> **PROVIDED INFORMATION**:
'''
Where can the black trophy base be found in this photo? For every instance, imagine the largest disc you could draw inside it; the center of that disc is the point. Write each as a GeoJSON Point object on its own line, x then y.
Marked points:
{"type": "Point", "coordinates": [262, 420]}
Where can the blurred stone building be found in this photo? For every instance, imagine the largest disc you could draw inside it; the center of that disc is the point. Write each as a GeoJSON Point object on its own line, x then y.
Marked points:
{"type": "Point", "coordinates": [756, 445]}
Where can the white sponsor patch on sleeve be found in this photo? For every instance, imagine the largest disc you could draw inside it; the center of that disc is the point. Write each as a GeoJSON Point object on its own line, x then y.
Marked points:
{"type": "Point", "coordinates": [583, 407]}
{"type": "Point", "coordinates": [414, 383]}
'''
> **PROBLEM STATEMENT**:
Read the data above and pull out each line that holds the string "inside".

> **WRITTEN SOLUTION**:
Where can the black trophy base be found in this photo? For every instance, imagine the largest disc you could draw inside it; the center of that disc is the point. Write each as a GeoJSON Point object on its own line, x then y.
Where can the blurred stone building be found in this photo? For every instance, imagine the largest disc you could draw inside it; the center of that disc is the point. Write each as a GeoJSON Point object on its own line, x then y.
Where can the white sponsor patch on sleeve be found in this photo? For every instance, imagine the largest disc you could draw inside it; the center of that disc is the point. Write each as a GeoJSON Point object on its own line, x then y.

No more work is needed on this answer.